• _Text under study_
▽
But did a realistic model of a system ever meet the condition of metric indecomposability? What is needed to derive metric indecomposability is sufficient instability of the trajectories so that the trajectories do not form groups of non-zero measure which fail to wander sufficiently over the entire phase region. The existence of a hidden constant of motion would violate metric indecomposability. After much arduous work, culminating in that of Ya. Sinai, it was shown that some "realistic" models of systems, such as the model of a gas as "hard spheres in a box," conformed to metric indecomposability. On the other hand another result of dynamical theory, the Kolmogorov-Arnold-Moser (KAM) theorem shows that more realistic models (say of molecules interacting by means of "soft" potentials) are likely not to obey ergodicity in a strict sense. In these cases more subtle reasoning (relying on the many degrees of freedom in a system composed of a vast number of constituents) is also needed.
If ergodicity holds what can be shown? It can be shown that for all but a set of measure zero of initial points, the time average of a phase quantity over infinite time will equal its phase average. It can be shown that for any measurable region the average time the system spends in that region will be proportional to the region's size (as measured by the probability measure used in the microcanonical ensemble). A solution to a further problem is also advanced. Boltzmann knew that the standard probability distribution was invariant under time evolution given the dynamics of the systems. But how could we know that it was the only such invariant measure? With ergodicity we can show that the standard probability distribution is the only one that is so invariant, at least if we confine ourselves to probability measures that assign probability zero to every set assigned zero by the standard measure.
We have, then, a kind of "transcendental deduction" of the standard probability assigned over microscopic states in the case of equilibrium. Equilibrium is a time-unchanging state. So we demand that the probability measure by which equilibrium quantities are to be calculated be stationary in time as well. If we assume that probability measures assigning non-zero probability to sets of states assigned zero by the usual measure can be ignored, then we can show that the standard probability is the only such time invariant probability under the dynamics that drives the individual systems from one microscopic state to another.
As a full "rationale" for standard equilibrium statistical mechanics, however, much remains questionable. There is the problem that strict ergodicity is not true of realistic systems. There are many problems encountered if one tries to use the rationale as Boltzmann hoped to identify phase averages with measured quantities relying on the fact that macroscopic measurements take "long times" on a molecular scale. There are the problems introduced by the fact that all of the mathematically legitimate ergodic results are qualified by exceptions for "sets of measure zero." What is it physically that makes it legitimate to ignore a set of trajectories just because it has measure zero in the standard measure? After all, such neglect leads to catastrophically wrong predictions when there really are hidden, global constants of motion. In proving the standard measure uniquely invariant, why are we entitled to ignore probability measures that assign non-zero probabilities to sets of conditions assigned probability zero in the standard measure? After all, it was just the use of that standard measure that we were trying to justify in the first place.
△
[Descriptions of image regions in natural language]
▽
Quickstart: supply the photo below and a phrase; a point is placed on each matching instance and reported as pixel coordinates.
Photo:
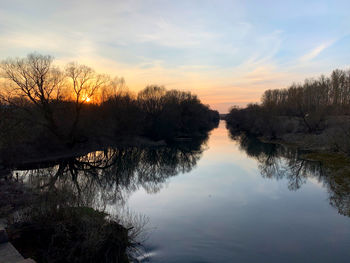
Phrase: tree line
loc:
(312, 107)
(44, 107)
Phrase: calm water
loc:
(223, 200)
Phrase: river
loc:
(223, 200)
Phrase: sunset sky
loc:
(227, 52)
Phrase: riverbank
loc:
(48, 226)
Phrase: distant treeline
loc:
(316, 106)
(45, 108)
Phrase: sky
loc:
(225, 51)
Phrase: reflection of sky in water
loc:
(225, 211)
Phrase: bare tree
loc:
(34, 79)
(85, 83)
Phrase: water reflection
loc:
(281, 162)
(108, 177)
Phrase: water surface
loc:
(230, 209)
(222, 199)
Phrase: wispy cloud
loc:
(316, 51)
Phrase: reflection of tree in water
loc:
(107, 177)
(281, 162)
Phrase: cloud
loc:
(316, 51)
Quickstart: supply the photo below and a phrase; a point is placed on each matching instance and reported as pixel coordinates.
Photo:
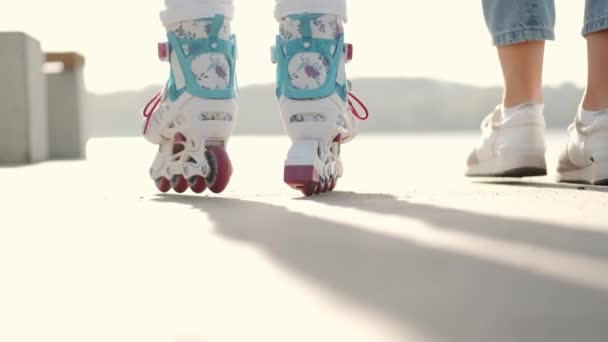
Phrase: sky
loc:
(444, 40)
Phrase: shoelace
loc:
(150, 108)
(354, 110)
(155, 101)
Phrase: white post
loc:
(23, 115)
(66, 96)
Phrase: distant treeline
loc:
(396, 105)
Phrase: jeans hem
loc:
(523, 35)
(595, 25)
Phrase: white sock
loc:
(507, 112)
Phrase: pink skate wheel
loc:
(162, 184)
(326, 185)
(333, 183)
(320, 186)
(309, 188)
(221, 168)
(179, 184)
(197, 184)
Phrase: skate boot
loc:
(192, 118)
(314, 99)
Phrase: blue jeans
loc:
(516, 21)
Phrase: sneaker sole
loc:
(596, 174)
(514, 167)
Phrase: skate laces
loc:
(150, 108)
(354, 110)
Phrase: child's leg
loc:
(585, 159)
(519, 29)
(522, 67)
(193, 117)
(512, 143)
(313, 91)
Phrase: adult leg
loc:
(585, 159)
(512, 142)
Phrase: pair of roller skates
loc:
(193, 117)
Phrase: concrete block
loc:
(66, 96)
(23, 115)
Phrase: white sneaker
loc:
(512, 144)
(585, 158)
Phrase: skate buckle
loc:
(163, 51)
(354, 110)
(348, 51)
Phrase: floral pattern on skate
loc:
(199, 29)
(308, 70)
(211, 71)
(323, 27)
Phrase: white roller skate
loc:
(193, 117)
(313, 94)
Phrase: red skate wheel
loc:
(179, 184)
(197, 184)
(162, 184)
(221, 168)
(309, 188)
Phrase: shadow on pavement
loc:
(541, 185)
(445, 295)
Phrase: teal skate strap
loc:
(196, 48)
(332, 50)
△
▽
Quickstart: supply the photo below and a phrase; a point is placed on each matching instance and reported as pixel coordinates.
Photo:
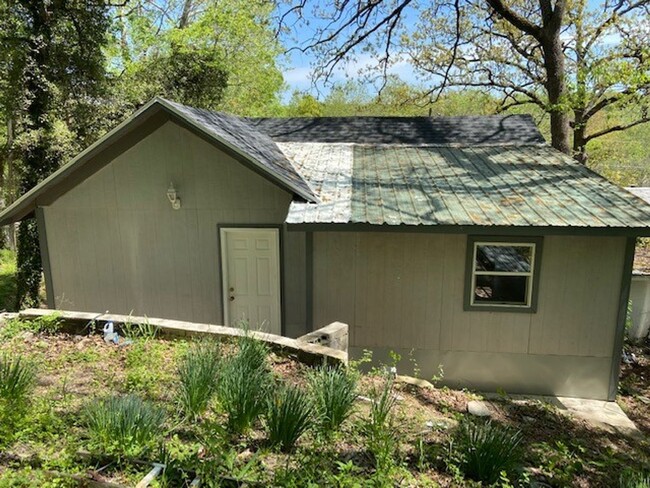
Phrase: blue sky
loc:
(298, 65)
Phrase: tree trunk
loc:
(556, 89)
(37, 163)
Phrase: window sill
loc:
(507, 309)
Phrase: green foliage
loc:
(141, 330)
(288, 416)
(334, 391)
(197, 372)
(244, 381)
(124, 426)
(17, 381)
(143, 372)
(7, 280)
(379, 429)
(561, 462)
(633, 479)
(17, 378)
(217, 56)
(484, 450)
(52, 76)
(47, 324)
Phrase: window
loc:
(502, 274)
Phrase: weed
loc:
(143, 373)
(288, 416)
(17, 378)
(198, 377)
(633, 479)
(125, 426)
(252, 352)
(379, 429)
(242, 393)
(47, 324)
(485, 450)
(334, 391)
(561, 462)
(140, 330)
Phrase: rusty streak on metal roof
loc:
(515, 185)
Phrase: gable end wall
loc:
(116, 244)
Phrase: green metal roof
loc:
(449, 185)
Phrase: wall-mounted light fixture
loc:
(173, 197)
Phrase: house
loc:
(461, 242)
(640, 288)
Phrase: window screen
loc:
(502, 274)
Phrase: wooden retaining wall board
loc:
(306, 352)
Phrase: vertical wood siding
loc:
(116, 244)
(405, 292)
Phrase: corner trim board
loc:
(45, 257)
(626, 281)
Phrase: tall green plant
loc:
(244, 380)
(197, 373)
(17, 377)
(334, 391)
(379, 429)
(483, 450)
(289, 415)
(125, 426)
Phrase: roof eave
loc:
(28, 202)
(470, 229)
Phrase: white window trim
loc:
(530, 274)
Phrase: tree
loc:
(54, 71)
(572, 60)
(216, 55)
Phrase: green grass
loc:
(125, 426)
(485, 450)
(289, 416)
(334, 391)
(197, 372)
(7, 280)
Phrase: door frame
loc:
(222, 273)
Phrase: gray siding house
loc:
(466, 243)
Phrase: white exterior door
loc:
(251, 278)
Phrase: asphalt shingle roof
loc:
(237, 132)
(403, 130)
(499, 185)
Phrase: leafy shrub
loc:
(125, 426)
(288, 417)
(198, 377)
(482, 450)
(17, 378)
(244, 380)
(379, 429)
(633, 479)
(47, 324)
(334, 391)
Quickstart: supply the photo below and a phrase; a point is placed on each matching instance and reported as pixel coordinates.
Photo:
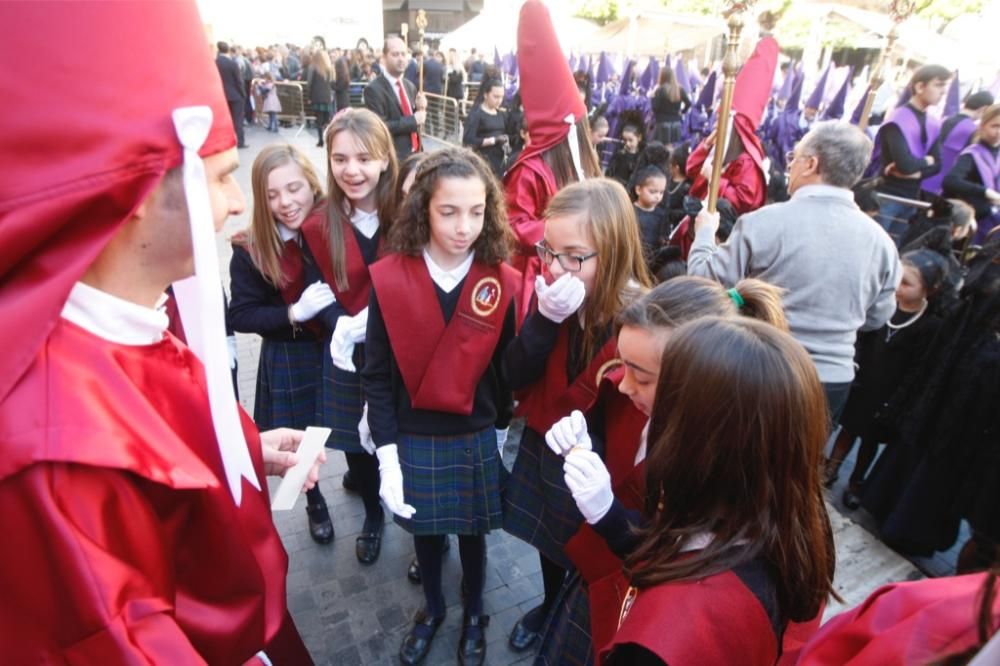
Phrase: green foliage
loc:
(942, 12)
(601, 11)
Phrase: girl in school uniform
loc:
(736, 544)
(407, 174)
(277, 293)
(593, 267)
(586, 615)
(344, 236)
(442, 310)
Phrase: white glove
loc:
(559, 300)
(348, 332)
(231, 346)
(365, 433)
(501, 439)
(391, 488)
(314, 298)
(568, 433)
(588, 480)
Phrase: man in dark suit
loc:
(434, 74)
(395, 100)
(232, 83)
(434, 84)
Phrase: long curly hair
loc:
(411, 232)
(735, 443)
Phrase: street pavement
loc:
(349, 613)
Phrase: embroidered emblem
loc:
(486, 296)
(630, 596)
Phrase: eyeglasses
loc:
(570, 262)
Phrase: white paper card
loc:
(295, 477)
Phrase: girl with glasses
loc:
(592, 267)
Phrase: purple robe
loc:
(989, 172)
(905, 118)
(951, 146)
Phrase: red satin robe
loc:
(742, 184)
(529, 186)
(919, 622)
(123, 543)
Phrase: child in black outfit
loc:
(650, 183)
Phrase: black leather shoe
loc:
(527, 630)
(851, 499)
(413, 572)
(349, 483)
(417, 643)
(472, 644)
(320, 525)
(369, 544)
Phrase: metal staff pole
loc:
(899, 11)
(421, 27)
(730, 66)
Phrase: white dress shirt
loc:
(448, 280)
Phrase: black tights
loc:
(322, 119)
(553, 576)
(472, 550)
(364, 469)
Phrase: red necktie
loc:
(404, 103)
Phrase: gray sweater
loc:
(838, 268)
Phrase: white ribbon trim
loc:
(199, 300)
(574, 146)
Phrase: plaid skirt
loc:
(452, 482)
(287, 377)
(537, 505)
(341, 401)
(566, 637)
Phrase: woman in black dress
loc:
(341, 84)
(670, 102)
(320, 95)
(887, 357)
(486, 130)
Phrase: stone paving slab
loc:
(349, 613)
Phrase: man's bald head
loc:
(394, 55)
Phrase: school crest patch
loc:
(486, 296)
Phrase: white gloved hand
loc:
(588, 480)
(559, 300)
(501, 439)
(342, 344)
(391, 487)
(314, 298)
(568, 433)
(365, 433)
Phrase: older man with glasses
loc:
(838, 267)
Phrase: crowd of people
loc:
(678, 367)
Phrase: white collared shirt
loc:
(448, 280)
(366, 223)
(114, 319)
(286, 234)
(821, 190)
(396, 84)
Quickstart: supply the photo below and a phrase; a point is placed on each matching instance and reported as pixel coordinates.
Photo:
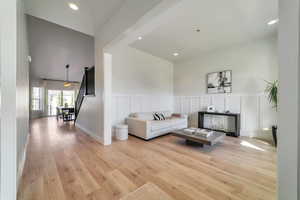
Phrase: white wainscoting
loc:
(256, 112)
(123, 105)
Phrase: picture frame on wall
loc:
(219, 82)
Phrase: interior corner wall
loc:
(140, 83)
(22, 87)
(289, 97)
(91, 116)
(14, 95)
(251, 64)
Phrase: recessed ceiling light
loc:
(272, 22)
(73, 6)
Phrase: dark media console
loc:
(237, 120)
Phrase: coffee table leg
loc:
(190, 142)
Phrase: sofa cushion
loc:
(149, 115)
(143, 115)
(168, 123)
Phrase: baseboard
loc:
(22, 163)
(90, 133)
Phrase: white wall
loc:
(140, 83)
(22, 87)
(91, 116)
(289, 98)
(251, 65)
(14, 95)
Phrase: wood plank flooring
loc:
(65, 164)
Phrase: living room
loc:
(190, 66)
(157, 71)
△
▽
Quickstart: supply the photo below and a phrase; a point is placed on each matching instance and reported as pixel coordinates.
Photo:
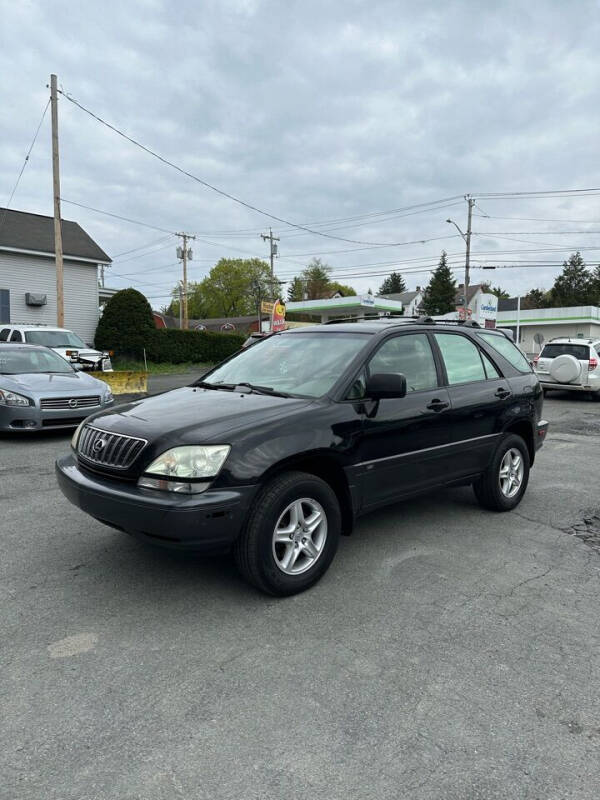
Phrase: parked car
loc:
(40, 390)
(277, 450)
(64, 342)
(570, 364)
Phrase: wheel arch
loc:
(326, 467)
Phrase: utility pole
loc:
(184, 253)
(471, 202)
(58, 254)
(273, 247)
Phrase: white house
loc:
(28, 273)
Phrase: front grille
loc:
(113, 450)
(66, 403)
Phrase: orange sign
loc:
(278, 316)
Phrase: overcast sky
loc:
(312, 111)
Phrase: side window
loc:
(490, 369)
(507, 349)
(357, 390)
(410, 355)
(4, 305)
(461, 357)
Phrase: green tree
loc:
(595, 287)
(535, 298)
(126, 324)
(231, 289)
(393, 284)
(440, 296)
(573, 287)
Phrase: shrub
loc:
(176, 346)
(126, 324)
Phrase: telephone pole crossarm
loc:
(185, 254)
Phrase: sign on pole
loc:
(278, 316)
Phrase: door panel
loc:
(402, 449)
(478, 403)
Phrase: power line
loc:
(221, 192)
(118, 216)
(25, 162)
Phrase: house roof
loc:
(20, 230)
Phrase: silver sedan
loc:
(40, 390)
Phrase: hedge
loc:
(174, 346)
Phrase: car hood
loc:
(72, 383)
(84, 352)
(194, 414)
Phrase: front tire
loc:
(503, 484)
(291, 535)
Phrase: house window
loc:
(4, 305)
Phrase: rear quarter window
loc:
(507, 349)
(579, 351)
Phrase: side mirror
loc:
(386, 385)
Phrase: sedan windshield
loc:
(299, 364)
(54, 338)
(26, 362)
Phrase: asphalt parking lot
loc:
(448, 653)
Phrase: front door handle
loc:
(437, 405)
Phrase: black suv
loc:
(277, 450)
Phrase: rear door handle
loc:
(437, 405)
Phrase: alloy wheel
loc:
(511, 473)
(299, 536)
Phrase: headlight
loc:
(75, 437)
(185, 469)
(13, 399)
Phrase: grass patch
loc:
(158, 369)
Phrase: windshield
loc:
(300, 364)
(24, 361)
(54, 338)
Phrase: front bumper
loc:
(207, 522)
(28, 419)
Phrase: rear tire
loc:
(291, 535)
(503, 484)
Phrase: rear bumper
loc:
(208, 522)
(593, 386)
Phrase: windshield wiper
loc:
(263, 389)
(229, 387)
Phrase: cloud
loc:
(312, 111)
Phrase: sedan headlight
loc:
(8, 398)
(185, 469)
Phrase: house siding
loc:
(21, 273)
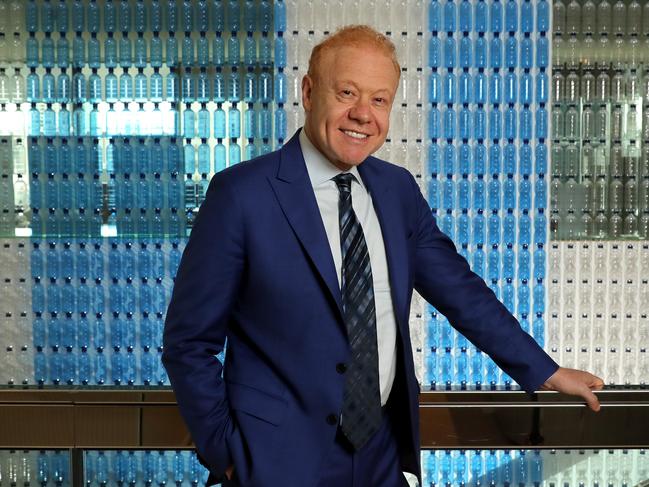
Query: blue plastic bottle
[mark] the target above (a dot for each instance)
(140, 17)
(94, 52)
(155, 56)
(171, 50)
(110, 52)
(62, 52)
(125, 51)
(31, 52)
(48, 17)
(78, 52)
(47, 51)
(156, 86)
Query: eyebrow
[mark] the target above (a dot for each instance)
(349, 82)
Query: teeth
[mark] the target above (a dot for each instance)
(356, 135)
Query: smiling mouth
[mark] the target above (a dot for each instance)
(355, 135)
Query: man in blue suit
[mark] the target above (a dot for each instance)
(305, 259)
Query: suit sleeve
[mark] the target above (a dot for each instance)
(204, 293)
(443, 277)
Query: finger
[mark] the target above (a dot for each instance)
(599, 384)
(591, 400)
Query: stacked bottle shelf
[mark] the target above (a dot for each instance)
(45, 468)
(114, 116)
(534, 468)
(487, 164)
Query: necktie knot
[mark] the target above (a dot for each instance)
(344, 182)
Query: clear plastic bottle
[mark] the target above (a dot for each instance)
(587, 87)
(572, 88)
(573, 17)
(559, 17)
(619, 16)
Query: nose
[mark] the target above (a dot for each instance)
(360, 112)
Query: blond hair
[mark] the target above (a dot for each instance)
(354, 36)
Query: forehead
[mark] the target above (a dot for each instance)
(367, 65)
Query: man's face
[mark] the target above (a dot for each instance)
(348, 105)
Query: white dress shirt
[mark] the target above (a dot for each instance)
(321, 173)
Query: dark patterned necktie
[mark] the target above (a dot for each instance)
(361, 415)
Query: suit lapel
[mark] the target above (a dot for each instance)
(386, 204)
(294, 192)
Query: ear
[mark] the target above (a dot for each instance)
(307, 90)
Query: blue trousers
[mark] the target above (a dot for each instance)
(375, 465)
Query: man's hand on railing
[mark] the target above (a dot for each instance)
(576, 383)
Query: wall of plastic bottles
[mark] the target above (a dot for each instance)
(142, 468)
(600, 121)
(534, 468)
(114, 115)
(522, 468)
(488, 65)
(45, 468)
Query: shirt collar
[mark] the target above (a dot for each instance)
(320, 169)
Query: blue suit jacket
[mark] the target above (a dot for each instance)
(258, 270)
△
• _Problem to solve_
Continue the passage on ergodicity in statistical mechanics from the point where it stops.

• _Answer to the problem_
In any case, equilibrium theory as an autonomous discipline is misleading. What we want, after all, is a treatment of equilibrium in the non-equilibrium context. We would like to understand how and why systems evolve from any initially fixed macroscopic state, taking equilibrium to be just the "end point" of such dynamic evolution. So it is to the general account of non-equilibrium we must turn if we want a fuller understanding of how this probabilistic theory is functioning in physics.
Boltzmann provided an equation for the evolution of the distribution of the velocities of particles from a non-equilibrium initial state for dilute gases, the Boltzmann equation. A number of subsequent equations have been found for other types of systems, although generalizing to, say, dense gases has proven intractable. All of these equations are called kinetic equations.
How may they be justified and explained? In the discussions concerning the problem of irreversibility that ensued after Boltzmann's work, attention was focussed on a fundamental assumption he made: the hypothesis with regard to collision numbers. This time-asymmetrical assumption posited that the motions of the molecules in a gas were statistically uncorrelated prior to the molecules colliding. In deriving any of the other kinetic equations a similar such posit must be made. Some general methods for deriving such equations are the master equation approach and an approach that relies upon coarse-graining the phase space of points representing the micro-states of the system into finite cells and assuming fixed transition probabilities from cell to cell (Markov assumption). But such an assumption was not derived from the underlying dynamics of the system, and, for all they knew so far, might have been inconsistent with that dynamics.
A number of attempts have been made to do without such an assumption and to derive the approach to equilibrium out of the underlying dynamics of the system. Since that dynamics is invariant under time reversal and the kinetic equations are time asymmetric, time asymmetry must be put into the explanatory theory somewhere.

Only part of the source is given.